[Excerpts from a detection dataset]
-- Begin --

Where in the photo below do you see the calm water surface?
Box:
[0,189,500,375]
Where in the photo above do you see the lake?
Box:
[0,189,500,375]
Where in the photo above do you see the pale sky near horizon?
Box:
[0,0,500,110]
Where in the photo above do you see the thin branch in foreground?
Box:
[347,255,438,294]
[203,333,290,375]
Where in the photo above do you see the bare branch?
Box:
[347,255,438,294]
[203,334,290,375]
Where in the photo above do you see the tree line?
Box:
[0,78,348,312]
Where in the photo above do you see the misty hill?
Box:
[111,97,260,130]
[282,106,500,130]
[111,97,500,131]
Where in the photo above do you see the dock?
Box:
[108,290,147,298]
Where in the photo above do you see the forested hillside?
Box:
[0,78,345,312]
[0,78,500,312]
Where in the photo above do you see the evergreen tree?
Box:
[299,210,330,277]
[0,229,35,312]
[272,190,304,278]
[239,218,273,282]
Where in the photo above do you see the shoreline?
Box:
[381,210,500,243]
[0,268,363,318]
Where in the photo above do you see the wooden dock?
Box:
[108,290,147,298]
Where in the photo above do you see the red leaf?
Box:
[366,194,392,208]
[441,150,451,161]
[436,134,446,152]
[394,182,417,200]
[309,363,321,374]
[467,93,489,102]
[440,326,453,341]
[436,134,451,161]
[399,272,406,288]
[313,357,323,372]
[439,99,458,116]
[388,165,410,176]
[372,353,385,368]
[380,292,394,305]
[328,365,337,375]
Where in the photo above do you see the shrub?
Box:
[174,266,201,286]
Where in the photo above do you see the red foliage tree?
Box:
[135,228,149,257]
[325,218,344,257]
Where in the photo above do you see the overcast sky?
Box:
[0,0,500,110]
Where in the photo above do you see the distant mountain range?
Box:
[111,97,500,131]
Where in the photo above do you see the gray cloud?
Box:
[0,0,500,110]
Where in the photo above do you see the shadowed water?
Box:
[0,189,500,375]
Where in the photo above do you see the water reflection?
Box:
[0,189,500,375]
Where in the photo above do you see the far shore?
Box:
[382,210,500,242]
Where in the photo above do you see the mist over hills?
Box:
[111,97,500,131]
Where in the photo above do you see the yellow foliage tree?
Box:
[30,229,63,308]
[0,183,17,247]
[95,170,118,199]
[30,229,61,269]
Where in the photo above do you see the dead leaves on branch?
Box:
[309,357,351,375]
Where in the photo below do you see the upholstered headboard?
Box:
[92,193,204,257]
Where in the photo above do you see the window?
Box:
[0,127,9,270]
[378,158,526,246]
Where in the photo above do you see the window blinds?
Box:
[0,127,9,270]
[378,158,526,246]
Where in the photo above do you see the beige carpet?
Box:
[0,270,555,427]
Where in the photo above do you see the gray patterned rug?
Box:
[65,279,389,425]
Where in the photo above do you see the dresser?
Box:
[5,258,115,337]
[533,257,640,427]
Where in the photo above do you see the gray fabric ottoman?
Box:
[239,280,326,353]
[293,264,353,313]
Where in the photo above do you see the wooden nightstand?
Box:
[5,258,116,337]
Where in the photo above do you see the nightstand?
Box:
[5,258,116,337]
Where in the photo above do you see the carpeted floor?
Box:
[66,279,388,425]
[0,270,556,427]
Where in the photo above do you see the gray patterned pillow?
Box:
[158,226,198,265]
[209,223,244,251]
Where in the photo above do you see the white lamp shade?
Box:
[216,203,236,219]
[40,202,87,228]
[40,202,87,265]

-- End --

[Written exercise] Copy out all of the data above line for line, with nothing changed.

[Output for this exercise]
Where in the photo below do you see the calm water surface?
Box:
[0,189,500,375]
Where in the photo above do you see the lake?
Box:
[0,189,500,375]
Where in the photo above do you see the pale sky near horizon?
Box:
[0,0,500,110]
Where in the photo above do you see the thin branch in foreground?
Box:
[347,255,438,294]
[203,333,290,375]
Where in the photo above do you see the bare branch?
Box:
[347,255,438,294]
[203,334,290,375]
Where in the photo above do you see the tree line?
Box:
[0,78,348,312]
Where in the photo above do you see the misty hill?
Box:
[111,97,260,130]
[282,106,500,130]
[111,97,500,131]
Where in the photo above do you see the dock?
Box:
[108,290,147,298]
Where in the photo above do you see the forested hillside?
Box:
[0,78,345,312]
[0,78,500,312]
Where in the photo above do you see the evergreen tree?
Box:
[299,210,330,277]
[0,229,35,312]
[272,190,304,278]
[239,218,273,282]
Where in the photo above do you see the shoreline?
Box:
[381,210,500,243]
[0,268,363,318]
Where in the photo above do you see the wooden dock?
Box:
[108,290,147,298]
Where in the photo above do you see the red leaf?
Box:
[366,194,392,208]
[441,150,451,161]
[436,134,446,152]
[394,182,417,200]
[309,363,321,374]
[467,93,489,102]
[440,326,453,341]
[436,134,451,161]
[399,272,406,288]
[313,357,323,372]
[439,99,458,116]
[388,165,410,176]
[372,353,385,368]
[380,292,394,305]
[328,365,337,375]
Where in the photo above do you see the shrub?
Box:
[174,266,201,286]
Where in the photo above do you see the red foliage tree?
Box:
[135,228,149,257]
[325,218,344,257]
Where in the photo above do you see the overcast sky?
Box:
[0,0,500,110]
Where in the photo above do you see the distant mountain range?
Box:
[111,97,500,131]
Where in the photo above do you see the gray cloud?
Box:
[0,0,500,110]
Where in the photo above do you see the shadowed water?
Box:
[0,189,500,375]
Where in the photo above do you see the water reflection?
Box:
[0,189,500,375]
Where in the photo above do you see the far shore?
Box:
[382,210,500,242]
Where in the photo above do you see the mist over hills?
Box:
[111,97,500,131]
Where in the photo above do you see the yellow foliage tree?
Box:
[30,229,63,308]
[0,183,17,247]
[95,170,118,199]
[30,229,61,269]
Where in the photo above do you see the dead leaves on branch?
Box:
[309,357,351,375]
Where in the photo below do you see the upholstered headboard?
Box:
[92,193,204,257]
Where in the photo above do you see the window?
Box:
[0,127,9,270]
[378,158,526,246]
Where in the photo above do you see the window blinds?
Box:
[0,127,9,270]
[378,158,526,246]
Where in the photo above do you see the beige carpet?
Box:
[0,270,555,427]
Where in the photo above do you see the gray patterned rug?
Box:
[65,279,389,425]
Where in the photo above do you see the dresser?
Box:
[5,258,115,337]
[533,257,640,427]
Where in the photo above do you see the gray fabric ottoman?
Box:
[239,280,326,353]
[293,264,353,313]
Where in the photo above do you see the wooden nightstand?
Box:
[5,258,116,337]
Where in the photo above do you see the nightstand?
Box:
[5,258,116,337]
Where in the photo above do you see the carpeted floor?
Box:
[66,279,388,425]
[0,270,556,427]
Where in the photo above do you see the gray patterned pillow?
Box:
[158,226,198,265]
[209,223,244,251]
Where in the photo above do you see the white lamp shade?
Box:
[216,203,236,219]
[40,202,87,228]
[40,202,87,265]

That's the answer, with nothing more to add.